Assigned task 1: In the passage on the Israeli-Palestinian conflict, which Israeli newspaper ran the article headed "IDF is preparing for mass civil uprising in West Bank"?
Assigned task 2: Write out the passage on the Israeli-Palestinian conflict from "The Palestinian mood" up to and including "and racist legislation.", substituting "Separation Barrier" for "Separation Wall".
Assigned task 3: Pick up the passage on the Israeli-Palestinian conflict after its last sentence and keep writing it.

Excerpted passage:
However, the demographic factor – with the Jewish population expected to become a minority in historic Palestine within approximately a decade – places on the agenda the spectre of a ‘bi-national state’ for the Israeli ruling class, in fact a threat to the entire Zionist project.

Maintaining the occupation is not a sustainable alternative and therefore the mainstream of the Israeli ruling class has adopted a ‘two states’ formula without intending to concede a genuine state to the Palestinians that would meet their aspirations.

“As far as we’re concerned”, explained Israeli vice-prime minister and former IDF chief of staff, Moshe Yaalon (Likud party), “the intention is to leave the situation as it is, autonomic management of their civil affairs, and if they want to call it a state, please let them, even if they want to call it an empire. We mean [to stick with] the current existing [situation] and let them name it whatever they like” (3 March, www.inn.co.il).

Precondition for peace

There wilL eventually be (not under the current government) more concessions than Yaalon and his colleagues might perceive now, as part of desperate manoeuvres attempting to make such a formal state seem ‘viable’. This would be to try to placate the Palestinian masses and head off new movements towards realising their national and democratic aspirations.

However, it is not capitalist diplomatic projects that will bring about real change in the lives of the Palestinian masses, but a renewed mass struggle – and the more determined it is, the more it will achieve.

The Palestinian mood for unity in struggle indicates the potential for mass action, linking up the ongoing village struggles against the Separation Wall in the West Bank, the East Jerusalem struggles against attacks and discrimination, the struggles against house demolitions inside Israel, and against anti-democratic and racist legislation.

The CWI has always counterposed the need for Palestinian democratically organised, mass defensive and offensive action, to the blind alley of individual armed actions. The potential power of mass action was indicated in a recent article in the Israeli newspaper Haaretz (9/3/11) headed “IDF is preparing for mass civil uprising in West Bank” which said: “Senior officers now serving, or who once served, in the West Bank say they have long felt there is no way to effectively contend with a widespread, nonviolent civil uprising. ‘There is nothing for it if something like what happened in Tunisia happens here’, said one [serving] high-ranking officer”.

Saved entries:
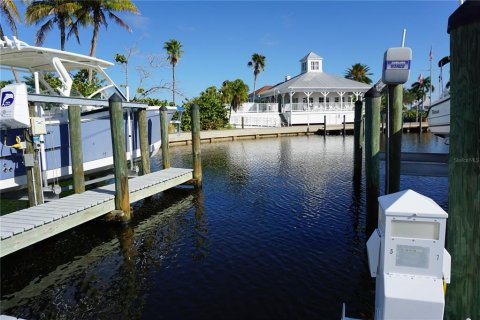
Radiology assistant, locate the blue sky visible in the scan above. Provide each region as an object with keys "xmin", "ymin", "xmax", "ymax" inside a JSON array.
[{"xmin": 12, "ymin": 0, "xmax": 458, "ymax": 100}]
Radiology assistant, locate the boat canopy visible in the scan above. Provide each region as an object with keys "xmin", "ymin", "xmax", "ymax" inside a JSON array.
[{"xmin": 0, "ymin": 37, "xmax": 113, "ymax": 72}]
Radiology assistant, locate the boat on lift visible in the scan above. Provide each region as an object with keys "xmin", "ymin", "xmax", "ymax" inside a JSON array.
[
  {"xmin": 0, "ymin": 37, "xmax": 176, "ymax": 193},
  {"xmin": 427, "ymin": 56, "xmax": 450, "ymax": 139}
]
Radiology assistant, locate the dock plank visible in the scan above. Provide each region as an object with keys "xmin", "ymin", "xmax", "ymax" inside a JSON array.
[
  {"xmin": 0, "ymin": 216, "xmax": 48, "ymax": 228},
  {"xmin": 4, "ymin": 212, "xmax": 54, "ymax": 223},
  {"xmin": 0, "ymin": 231, "xmax": 13, "ymax": 239},
  {"xmin": 0, "ymin": 168, "xmax": 193, "ymax": 257}
]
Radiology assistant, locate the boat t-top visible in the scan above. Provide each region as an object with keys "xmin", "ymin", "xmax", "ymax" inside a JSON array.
[{"xmin": 0, "ymin": 37, "xmax": 175, "ymax": 200}]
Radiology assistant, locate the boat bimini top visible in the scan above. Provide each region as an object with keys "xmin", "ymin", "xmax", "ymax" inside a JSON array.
[{"xmin": 0, "ymin": 36, "xmax": 125, "ymax": 99}]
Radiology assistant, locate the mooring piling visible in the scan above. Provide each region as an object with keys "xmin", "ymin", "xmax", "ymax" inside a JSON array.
[
  {"xmin": 385, "ymin": 84, "xmax": 403, "ymax": 194},
  {"xmin": 323, "ymin": 116, "xmax": 327, "ymax": 138},
  {"xmin": 353, "ymin": 100, "xmax": 363, "ymax": 181},
  {"xmin": 192, "ymin": 104, "xmax": 202, "ymax": 188},
  {"xmin": 108, "ymin": 93, "xmax": 131, "ymax": 222},
  {"xmin": 365, "ymin": 87, "xmax": 381, "ymax": 235},
  {"xmin": 138, "ymin": 108, "xmax": 150, "ymax": 175},
  {"xmin": 68, "ymin": 106, "xmax": 85, "ymax": 193},
  {"xmin": 445, "ymin": 1, "xmax": 480, "ymax": 319},
  {"xmin": 24, "ymin": 104, "xmax": 43, "ymax": 207},
  {"xmin": 160, "ymin": 106, "xmax": 170, "ymax": 169}
]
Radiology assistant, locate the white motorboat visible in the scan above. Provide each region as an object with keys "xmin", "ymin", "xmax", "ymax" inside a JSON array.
[
  {"xmin": 427, "ymin": 56, "xmax": 450, "ymax": 139},
  {"xmin": 0, "ymin": 37, "xmax": 176, "ymax": 192}
]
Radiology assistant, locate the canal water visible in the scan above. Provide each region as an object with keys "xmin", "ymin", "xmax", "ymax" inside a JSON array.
[{"xmin": 1, "ymin": 134, "xmax": 448, "ymax": 319}]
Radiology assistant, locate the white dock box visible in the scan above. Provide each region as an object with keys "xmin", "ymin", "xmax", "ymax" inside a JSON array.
[
  {"xmin": 368, "ymin": 190, "xmax": 450, "ymax": 320},
  {"xmin": 0, "ymin": 83, "xmax": 30, "ymax": 129}
]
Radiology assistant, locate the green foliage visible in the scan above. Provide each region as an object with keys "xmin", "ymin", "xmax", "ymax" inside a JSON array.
[
  {"xmin": 220, "ymin": 79, "xmax": 248, "ymax": 111},
  {"xmin": 25, "ymin": 0, "xmax": 80, "ymax": 50},
  {"xmin": 181, "ymin": 86, "xmax": 228, "ymax": 131},
  {"xmin": 0, "ymin": 0, "xmax": 22, "ymax": 39},
  {"xmin": 247, "ymin": 53, "xmax": 266, "ymax": 102},
  {"xmin": 114, "ymin": 53, "xmax": 128, "ymax": 64},
  {"xmin": 345, "ymin": 63, "xmax": 372, "ymax": 84},
  {"xmin": 72, "ymin": 69, "xmax": 105, "ymax": 97},
  {"xmin": 403, "ymin": 108, "xmax": 427, "ymax": 122},
  {"xmin": 163, "ymin": 39, "xmax": 183, "ymax": 66}
]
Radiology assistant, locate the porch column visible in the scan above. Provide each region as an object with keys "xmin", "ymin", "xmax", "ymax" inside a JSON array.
[
  {"xmin": 320, "ymin": 91, "xmax": 328, "ymax": 111},
  {"xmin": 288, "ymin": 91, "xmax": 295, "ymax": 126},
  {"xmin": 337, "ymin": 91, "xmax": 345, "ymax": 110},
  {"xmin": 304, "ymin": 92, "xmax": 313, "ymax": 110}
]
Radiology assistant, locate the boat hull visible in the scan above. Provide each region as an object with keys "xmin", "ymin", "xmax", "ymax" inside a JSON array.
[
  {"xmin": 427, "ymin": 97, "xmax": 450, "ymax": 138},
  {"xmin": 0, "ymin": 109, "xmax": 173, "ymax": 192}
]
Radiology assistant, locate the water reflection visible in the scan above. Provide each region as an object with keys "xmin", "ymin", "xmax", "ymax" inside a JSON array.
[{"xmin": 1, "ymin": 135, "xmax": 447, "ymax": 319}]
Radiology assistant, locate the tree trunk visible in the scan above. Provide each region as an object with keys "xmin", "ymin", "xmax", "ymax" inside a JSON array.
[
  {"xmin": 88, "ymin": 24, "xmax": 100, "ymax": 83},
  {"xmin": 172, "ymin": 64, "xmax": 176, "ymax": 106}
]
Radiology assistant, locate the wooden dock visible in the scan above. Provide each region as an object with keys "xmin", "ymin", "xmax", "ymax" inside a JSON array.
[
  {"xmin": 380, "ymin": 152, "xmax": 448, "ymax": 177},
  {"xmin": 0, "ymin": 168, "xmax": 193, "ymax": 257},
  {"xmin": 168, "ymin": 122, "xmax": 428, "ymax": 146}
]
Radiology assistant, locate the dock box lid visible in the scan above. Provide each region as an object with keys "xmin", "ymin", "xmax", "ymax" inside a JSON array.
[{"xmin": 378, "ymin": 189, "xmax": 448, "ymax": 219}]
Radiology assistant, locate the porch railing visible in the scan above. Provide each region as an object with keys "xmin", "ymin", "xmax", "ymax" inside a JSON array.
[
  {"xmin": 237, "ymin": 102, "xmax": 278, "ymax": 113},
  {"xmin": 283, "ymin": 102, "xmax": 355, "ymax": 112}
]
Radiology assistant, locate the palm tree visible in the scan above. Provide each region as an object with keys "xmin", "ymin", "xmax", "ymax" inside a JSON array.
[
  {"xmin": 220, "ymin": 79, "xmax": 248, "ymax": 116},
  {"xmin": 345, "ymin": 63, "xmax": 372, "ymax": 84},
  {"xmin": 247, "ymin": 53, "xmax": 265, "ymax": 102},
  {"xmin": 163, "ymin": 39, "xmax": 183, "ymax": 105},
  {"xmin": 0, "ymin": 0, "xmax": 21, "ymax": 39},
  {"xmin": 75, "ymin": 0, "xmax": 139, "ymax": 57},
  {"xmin": 25, "ymin": 0, "xmax": 80, "ymax": 50}
]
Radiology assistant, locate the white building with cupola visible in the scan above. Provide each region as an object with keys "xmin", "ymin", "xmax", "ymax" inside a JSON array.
[{"xmin": 230, "ymin": 52, "xmax": 371, "ymax": 127}]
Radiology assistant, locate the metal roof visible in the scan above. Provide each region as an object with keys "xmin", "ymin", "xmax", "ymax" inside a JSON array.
[
  {"xmin": 0, "ymin": 39, "xmax": 114, "ymax": 72},
  {"xmin": 260, "ymin": 72, "xmax": 372, "ymax": 96},
  {"xmin": 300, "ymin": 51, "xmax": 323, "ymax": 62}
]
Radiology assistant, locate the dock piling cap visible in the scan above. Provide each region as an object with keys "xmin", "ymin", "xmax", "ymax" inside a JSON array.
[{"xmin": 378, "ymin": 189, "xmax": 448, "ymax": 219}]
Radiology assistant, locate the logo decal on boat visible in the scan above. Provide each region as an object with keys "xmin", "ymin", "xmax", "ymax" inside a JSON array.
[{"xmin": 1, "ymin": 91, "xmax": 14, "ymax": 107}]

Response area 1: Haaretz

Response area 2:
The Palestinian mood for unity in struggle indicates the potential for mass action, linking up the ongoing village struggles against the Separation Barrier in the West Bank, the East Jerusalem struggles against attacks and discrimination, the struggles against house demolitions inside Israel, and against anti-democratic and racist legislation.

Response area 3:
‘Siege consciousness’

In recent years a small but significant layer of Israeli Jewish youth have engaged in solidarity actions with Palestinian protests. An appeal by a mass Palestinian movement to Israeli Jewish working class people, to support a fight for absolutely equal rights of self-determination and for improved living standards for all working people, would find an echo. This is already indicated by the current effect of the Arab mass movements on the consciousness of the Israeli working class and middle layers.

This approach is key to cutting across the traditional trap of ‘siege consciousness’ in Israel, which will be countered further when in the future the Israeli working class manages to adopt an independent class approach to the struggles in the region, including the Palestinian struggle.

However, national, religious and ethnic conflicts in the region can intensify under the pressure of acute economic and social crisis whenever mass struggles don’t manage to marginalise such divisions. The cycles of bloodshed will continue for as long as capitalism remains, but now with the difference that the road out is being shown by mass forces.

Aided by today’s tools of mass communication, the dawn of reawakened mass movements in the region will become the growth engine for working class, socialist movements.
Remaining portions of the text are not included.